EXERCISE - Scan the records below, and wherever a line has the word "wall", pull it out.

Stored items from a collection -
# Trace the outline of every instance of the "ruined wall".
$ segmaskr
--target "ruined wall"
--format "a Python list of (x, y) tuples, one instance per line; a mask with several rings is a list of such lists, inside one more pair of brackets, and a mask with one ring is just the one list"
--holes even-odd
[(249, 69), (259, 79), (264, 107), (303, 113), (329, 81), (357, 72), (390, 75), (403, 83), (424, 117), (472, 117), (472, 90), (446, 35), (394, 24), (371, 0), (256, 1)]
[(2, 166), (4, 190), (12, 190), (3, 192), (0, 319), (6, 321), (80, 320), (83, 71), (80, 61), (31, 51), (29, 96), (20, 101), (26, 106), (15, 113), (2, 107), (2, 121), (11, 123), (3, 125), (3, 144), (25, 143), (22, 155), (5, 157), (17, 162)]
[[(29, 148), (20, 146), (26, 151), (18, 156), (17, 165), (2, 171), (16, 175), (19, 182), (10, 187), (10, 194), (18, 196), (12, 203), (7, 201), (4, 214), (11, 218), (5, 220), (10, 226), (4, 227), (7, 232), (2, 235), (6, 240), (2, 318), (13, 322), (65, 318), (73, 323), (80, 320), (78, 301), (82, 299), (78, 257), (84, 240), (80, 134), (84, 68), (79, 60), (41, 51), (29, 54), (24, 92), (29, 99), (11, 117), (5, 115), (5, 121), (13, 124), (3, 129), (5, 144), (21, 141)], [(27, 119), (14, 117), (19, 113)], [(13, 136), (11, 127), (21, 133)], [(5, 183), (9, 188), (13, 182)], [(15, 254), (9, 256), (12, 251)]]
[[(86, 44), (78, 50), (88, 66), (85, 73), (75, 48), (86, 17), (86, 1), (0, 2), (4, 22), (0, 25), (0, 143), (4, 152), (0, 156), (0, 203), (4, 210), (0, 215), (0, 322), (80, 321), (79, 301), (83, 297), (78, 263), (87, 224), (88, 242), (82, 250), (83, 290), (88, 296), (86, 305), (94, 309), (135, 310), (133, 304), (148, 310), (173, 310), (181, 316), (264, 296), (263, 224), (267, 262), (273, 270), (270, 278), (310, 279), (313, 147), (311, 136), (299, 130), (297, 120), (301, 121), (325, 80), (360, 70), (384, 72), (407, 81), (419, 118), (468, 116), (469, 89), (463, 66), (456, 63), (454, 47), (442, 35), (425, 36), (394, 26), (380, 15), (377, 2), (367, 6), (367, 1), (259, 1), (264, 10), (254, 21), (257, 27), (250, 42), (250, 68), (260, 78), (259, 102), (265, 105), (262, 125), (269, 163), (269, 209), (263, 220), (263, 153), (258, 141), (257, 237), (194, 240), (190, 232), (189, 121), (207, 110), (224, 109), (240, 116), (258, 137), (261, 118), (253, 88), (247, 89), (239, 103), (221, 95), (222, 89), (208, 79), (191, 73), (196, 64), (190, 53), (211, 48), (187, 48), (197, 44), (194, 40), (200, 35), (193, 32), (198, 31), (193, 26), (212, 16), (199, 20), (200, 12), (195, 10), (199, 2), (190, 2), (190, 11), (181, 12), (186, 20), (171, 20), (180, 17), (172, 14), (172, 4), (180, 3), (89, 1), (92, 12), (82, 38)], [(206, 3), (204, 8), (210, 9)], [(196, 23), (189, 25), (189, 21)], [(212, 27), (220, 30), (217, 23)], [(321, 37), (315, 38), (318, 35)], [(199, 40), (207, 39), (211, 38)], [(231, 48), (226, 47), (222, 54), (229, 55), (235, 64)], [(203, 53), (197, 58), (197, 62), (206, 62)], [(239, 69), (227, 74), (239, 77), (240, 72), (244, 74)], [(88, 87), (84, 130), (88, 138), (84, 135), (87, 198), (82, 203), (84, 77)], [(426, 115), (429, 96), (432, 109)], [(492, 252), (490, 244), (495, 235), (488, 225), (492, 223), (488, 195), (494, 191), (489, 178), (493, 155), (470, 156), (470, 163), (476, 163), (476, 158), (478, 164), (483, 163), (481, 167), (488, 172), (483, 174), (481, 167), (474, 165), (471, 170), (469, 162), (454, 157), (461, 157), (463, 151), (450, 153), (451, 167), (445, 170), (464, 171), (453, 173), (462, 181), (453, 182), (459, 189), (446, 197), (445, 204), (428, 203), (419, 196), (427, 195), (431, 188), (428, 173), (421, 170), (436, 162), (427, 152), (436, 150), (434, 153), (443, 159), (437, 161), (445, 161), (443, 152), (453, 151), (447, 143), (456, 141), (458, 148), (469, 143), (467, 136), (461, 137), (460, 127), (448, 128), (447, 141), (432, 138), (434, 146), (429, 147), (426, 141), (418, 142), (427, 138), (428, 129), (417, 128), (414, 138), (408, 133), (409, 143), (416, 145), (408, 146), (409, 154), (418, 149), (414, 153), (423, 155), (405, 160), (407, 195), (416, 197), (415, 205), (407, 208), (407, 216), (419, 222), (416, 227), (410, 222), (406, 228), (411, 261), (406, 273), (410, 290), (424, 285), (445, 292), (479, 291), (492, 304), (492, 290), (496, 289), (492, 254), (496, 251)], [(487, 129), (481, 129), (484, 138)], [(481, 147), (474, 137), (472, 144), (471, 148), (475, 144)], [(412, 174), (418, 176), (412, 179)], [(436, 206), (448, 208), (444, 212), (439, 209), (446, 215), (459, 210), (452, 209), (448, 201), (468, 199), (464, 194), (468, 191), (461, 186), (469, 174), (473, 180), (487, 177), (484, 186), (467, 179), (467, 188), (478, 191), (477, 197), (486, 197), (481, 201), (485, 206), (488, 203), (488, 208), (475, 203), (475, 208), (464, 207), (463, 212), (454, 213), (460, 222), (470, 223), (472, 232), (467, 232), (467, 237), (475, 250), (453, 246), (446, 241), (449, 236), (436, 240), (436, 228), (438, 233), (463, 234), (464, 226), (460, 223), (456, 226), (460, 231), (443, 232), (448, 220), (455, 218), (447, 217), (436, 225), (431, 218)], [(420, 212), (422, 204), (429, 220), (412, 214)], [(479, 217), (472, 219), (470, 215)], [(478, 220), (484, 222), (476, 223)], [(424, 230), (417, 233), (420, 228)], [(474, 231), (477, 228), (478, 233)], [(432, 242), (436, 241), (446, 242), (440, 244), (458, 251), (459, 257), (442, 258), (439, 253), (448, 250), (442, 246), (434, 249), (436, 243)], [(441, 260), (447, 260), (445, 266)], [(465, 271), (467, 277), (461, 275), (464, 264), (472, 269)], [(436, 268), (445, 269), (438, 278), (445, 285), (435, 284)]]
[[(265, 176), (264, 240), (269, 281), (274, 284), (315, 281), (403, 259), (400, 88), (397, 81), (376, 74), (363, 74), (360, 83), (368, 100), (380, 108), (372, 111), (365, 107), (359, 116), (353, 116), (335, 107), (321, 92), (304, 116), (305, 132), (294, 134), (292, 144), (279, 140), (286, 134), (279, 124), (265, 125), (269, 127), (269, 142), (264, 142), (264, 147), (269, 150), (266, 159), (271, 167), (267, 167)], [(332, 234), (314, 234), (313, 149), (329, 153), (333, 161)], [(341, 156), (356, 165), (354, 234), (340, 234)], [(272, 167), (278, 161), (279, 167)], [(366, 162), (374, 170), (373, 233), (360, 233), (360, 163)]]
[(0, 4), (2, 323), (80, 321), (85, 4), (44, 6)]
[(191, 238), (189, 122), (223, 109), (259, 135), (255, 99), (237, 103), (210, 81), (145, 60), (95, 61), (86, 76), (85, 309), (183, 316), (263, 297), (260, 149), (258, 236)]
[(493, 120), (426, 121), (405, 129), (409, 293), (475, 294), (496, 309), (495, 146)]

FINAL ANSWER -
# Trace the outline of every instance of the "ruined wall".
--target "ruined wall"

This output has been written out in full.